▶ **WHAT YOU WILL DO**: Recast everything from the line containing "Return the outline of every instance of the fence." down to the line containing "[[[155,155],[1,159],[0,165],[296,165],[296,157]]]", both included, as a Markdown table with the columns Number and Record line, numbering each line and leaving out blank lines. Include only those lines.

Named region outline records:
— begin —

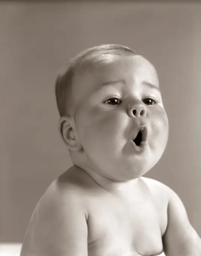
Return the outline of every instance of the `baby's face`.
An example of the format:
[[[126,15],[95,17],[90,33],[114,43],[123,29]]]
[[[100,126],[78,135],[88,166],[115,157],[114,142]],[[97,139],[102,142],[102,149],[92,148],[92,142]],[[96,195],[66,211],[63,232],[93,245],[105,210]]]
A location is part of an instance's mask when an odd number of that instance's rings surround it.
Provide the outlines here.
[[[75,81],[75,126],[88,167],[117,181],[144,174],[168,134],[154,68],[140,56],[127,57],[91,65]]]

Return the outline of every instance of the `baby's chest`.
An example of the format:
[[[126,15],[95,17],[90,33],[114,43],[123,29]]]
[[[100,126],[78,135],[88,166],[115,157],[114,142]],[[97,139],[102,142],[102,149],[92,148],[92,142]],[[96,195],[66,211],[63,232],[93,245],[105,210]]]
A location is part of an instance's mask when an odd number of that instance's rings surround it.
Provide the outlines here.
[[[157,213],[151,203],[96,204],[88,221],[89,255],[150,256],[163,251]],[[93,252],[93,253],[92,253]]]

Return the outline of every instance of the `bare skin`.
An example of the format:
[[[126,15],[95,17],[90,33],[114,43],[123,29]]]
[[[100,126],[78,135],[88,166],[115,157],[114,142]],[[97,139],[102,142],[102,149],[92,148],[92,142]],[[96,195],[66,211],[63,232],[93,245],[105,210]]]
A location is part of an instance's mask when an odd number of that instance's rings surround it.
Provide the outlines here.
[[[201,255],[178,197],[142,177],[168,137],[154,68],[137,56],[86,72],[75,79],[82,87],[73,91],[73,117],[59,121],[74,165],[39,201],[21,256]],[[141,128],[139,148],[133,139]]]
[[[156,186],[161,187],[162,192],[155,194]],[[159,183],[142,178],[134,189],[111,193],[74,166],[52,184],[40,201],[31,220],[21,255],[55,255],[55,244],[59,250],[57,255],[61,255],[159,254],[163,251],[162,237],[167,223],[168,198],[162,187]],[[74,194],[73,196],[71,192]],[[69,202],[68,199],[77,201]],[[70,217],[69,212],[72,210],[75,222]],[[69,216],[69,214],[70,217],[59,224],[62,216]],[[82,218],[83,222],[80,225]],[[63,228],[61,225],[64,225]],[[73,229],[69,239],[70,229]],[[76,230],[77,236],[73,237]],[[64,244],[62,242],[64,238]],[[68,254],[65,254],[69,248]]]
[[[72,166],[53,183],[39,201],[21,256],[159,255],[166,249],[172,194],[165,185],[145,178],[139,179],[134,189],[112,193]],[[200,240],[187,218],[185,221],[184,230],[192,237],[195,236],[192,242],[198,248]],[[185,240],[181,235],[180,239]],[[193,251],[190,248],[185,254],[179,250],[179,254],[166,255],[196,255],[189,254]]]

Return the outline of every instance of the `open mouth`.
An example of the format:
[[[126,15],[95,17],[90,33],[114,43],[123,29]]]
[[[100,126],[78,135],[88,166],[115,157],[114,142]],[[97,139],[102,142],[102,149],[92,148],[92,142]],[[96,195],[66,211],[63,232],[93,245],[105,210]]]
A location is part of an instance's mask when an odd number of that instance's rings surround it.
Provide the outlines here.
[[[143,143],[146,141],[147,139],[148,130],[146,126],[143,126],[140,128],[139,131],[136,136],[132,141],[135,143],[136,146],[140,146],[142,145]]]

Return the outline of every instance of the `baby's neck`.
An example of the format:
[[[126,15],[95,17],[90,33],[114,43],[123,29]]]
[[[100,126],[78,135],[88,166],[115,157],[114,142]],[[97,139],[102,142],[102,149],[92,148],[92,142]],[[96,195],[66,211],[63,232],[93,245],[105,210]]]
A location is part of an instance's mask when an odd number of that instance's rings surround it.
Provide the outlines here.
[[[139,187],[140,178],[126,181],[117,181],[100,175],[90,168],[81,167],[77,165],[76,166],[82,169],[100,187],[109,192],[117,194],[127,194]]]

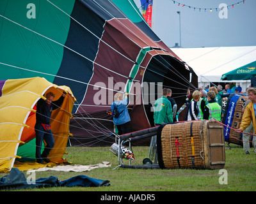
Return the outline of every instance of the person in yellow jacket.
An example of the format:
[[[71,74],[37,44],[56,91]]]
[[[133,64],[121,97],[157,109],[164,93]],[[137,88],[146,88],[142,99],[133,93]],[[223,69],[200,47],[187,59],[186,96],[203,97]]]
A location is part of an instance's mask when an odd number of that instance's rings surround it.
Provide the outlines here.
[[[251,101],[245,108],[244,114],[243,115],[242,121],[239,129],[236,129],[236,132],[241,133],[248,127],[252,122],[253,129],[256,129],[256,89],[250,88],[247,90],[248,99]],[[254,147],[254,153],[256,154],[256,136],[253,136],[252,145]]]

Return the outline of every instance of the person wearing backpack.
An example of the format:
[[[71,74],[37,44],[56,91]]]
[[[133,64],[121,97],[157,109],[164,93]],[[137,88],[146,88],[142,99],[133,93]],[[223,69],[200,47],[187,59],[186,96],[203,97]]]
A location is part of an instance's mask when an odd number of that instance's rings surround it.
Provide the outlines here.
[[[127,105],[128,104],[128,93],[123,94],[117,92],[114,96],[114,102],[111,104],[111,112],[114,124],[116,126],[119,135],[129,133],[130,115]]]

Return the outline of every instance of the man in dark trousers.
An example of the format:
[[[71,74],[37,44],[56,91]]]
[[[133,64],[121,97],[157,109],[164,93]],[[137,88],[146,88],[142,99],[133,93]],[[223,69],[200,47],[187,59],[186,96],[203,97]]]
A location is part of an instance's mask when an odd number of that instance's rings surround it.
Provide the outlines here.
[[[66,93],[63,92],[58,101],[52,102],[54,94],[49,92],[46,96],[46,99],[40,99],[36,105],[36,122],[35,126],[36,132],[36,159],[38,163],[44,164],[44,161],[49,163],[51,161],[47,158],[51,150],[54,145],[54,140],[52,132],[51,130],[51,116],[53,110],[59,108],[63,102]],[[47,145],[41,154],[42,143],[45,140]]]

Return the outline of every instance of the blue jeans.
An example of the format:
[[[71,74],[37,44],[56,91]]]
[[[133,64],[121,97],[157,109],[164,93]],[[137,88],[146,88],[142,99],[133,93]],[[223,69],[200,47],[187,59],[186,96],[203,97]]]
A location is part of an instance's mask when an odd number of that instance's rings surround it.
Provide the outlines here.
[[[42,159],[46,158],[51,150],[54,146],[54,139],[53,138],[52,132],[50,129],[45,131],[40,123],[36,122],[35,126],[36,132],[36,162],[42,163]],[[47,145],[45,147],[44,152],[41,154],[42,143],[45,140]]]

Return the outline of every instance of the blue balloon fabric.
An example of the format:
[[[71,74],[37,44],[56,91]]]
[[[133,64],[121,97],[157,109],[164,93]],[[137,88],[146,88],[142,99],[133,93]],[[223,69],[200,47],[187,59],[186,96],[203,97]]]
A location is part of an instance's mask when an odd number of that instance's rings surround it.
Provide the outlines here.
[[[35,187],[100,187],[109,186],[109,180],[90,178],[85,175],[78,175],[63,181],[58,177],[50,176],[48,178],[40,178],[28,182],[24,174],[18,168],[13,168],[10,173],[0,180],[1,189],[20,189]]]

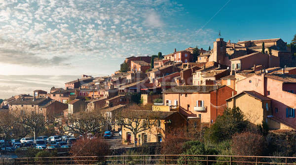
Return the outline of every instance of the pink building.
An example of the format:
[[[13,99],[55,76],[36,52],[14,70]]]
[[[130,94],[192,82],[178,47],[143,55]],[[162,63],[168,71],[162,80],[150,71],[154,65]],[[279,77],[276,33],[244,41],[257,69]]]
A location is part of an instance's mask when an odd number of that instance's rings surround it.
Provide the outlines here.
[[[187,63],[192,59],[190,51],[181,50],[174,53],[174,61],[176,62]]]
[[[269,118],[296,126],[296,75],[254,75],[236,82],[236,89],[238,93],[254,90],[270,98],[272,116]]]

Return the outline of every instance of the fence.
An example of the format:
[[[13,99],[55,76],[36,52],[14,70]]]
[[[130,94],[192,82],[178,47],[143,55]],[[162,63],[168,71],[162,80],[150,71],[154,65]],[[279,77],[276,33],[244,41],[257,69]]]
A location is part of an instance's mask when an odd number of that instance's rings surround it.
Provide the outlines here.
[[[155,155],[1,159],[0,165],[296,165],[296,157]]]

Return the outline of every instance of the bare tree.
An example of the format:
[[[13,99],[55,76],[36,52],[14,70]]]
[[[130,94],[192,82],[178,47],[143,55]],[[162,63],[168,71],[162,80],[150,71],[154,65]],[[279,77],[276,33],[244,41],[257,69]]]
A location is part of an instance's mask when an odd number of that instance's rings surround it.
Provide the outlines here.
[[[44,130],[45,126],[51,123],[51,121],[45,119],[42,114],[37,114],[33,112],[29,114],[22,116],[20,122],[25,127],[30,129],[34,135],[34,140],[36,135]]]
[[[99,112],[80,112],[78,115],[69,116],[67,126],[69,131],[83,135],[100,132],[109,123],[108,119]]]
[[[139,133],[151,129],[156,124],[158,117],[144,108],[135,105],[127,107],[116,114],[116,124],[129,130],[135,137]]]

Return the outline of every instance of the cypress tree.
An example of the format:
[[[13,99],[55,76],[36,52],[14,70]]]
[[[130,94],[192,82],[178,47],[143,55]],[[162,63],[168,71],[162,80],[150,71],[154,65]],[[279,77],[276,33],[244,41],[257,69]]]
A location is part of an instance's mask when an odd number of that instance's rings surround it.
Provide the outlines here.
[[[261,52],[263,54],[265,53],[265,46],[264,45],[264,42],[262,43],[262,50]]]

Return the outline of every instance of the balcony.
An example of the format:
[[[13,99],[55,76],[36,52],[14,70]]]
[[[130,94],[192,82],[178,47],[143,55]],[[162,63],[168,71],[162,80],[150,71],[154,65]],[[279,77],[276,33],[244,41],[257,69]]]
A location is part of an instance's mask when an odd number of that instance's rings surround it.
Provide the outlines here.
[[[193,110],[196,112],[206,111],[206,107],[194,107]]]

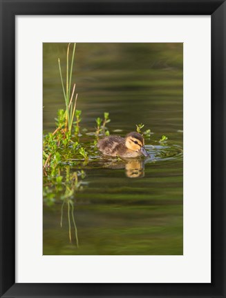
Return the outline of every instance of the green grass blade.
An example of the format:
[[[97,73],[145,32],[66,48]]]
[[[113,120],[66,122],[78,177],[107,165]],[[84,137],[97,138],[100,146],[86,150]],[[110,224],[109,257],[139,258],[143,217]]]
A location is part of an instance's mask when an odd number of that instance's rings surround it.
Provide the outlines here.
[[[70,98],[70,94],[72,71],[73,71],[73,63],[74,63],[74,57],[75,57],[75,47],[76,47],[76,43],[74,43],[72,59],[71,59],[71,64],[70,64],[70,77],[69,77],[69,90],[68,90],[69,93],[68,93],[68,98]]]
[[[60,60],[59,60],[59,58],[58,58],[58,65],[59,65],[59,70],[60,79],[61,79],[61,80],[62,80],[62,89],[63,89],[63,92],[64,92],[64,97],[65,103],[66,103],[66,94],[65,94],[64,86],[64,82],[63,82],[63,78],[62,78],[62,68],[61,68],[61,66],[60,66]]]

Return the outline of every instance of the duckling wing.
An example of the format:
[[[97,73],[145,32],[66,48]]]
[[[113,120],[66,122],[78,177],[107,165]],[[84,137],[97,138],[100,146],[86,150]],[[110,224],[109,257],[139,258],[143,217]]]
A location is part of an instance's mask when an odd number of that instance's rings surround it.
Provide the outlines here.
[[[97,148],[104,155],[115,157],[117,156],[119,147],[124,143],[124,138],[113,135],[99,140]]]

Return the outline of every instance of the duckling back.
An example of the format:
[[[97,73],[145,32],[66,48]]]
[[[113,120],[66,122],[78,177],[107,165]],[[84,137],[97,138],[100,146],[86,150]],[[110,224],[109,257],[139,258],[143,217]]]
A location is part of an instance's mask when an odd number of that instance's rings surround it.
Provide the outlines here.
[[[116,157],[120,147],[124,146],[125,140],[120,136],[112,135],[100,139],[97,142],[99,150],[106,155]]]

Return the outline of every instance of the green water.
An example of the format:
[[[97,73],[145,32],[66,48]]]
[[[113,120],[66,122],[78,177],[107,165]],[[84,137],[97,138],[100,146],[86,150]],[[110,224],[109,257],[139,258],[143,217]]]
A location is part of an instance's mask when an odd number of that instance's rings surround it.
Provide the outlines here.
[[[66,49],[44,43],[44,133],[55,130],[57,110],[64,108],[57,59],[65,70]],[[92,153],[88,163],[76,163],[71,149],[66,163],[68,172],[86,174],[83,189],[70,199],[72,243],[61,192],[50,188],[53,202],[44,200],[44,255],[183,254],[182,59],[182,43],[77,43],[73,81],[87,129],[80,141]],[[151,129],[148,158],[101,155],[86,133],[104,112],[111,135],[124,136],[140,123]],[[162,135],[168,140],[161,144]]]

— end —

▶ **SOLUTION BELOW**:
| Number | Record line |
|---|---|
| 1 | Return the outline of every instance of the fence. |
| 2 | An example of the format: |
| 3 | [[[13,99],[55,76],[36,52],[14,70]]] |
| 4 | [[[130,94],[192,82],[178,47],[143,55]],[[162,63],[168,71],[162,80],[150,71],[154,65]],[[279,77],[276,33],[244,41],[257,69]]] |
| 5 | A location is part of an instance's mask when an odd number of that instance's rings surround it. |
| 6 | Provide the outlines here. |
| 7 | [[[155,155],[1,159],[0,165],[296,165],[296,157]]] |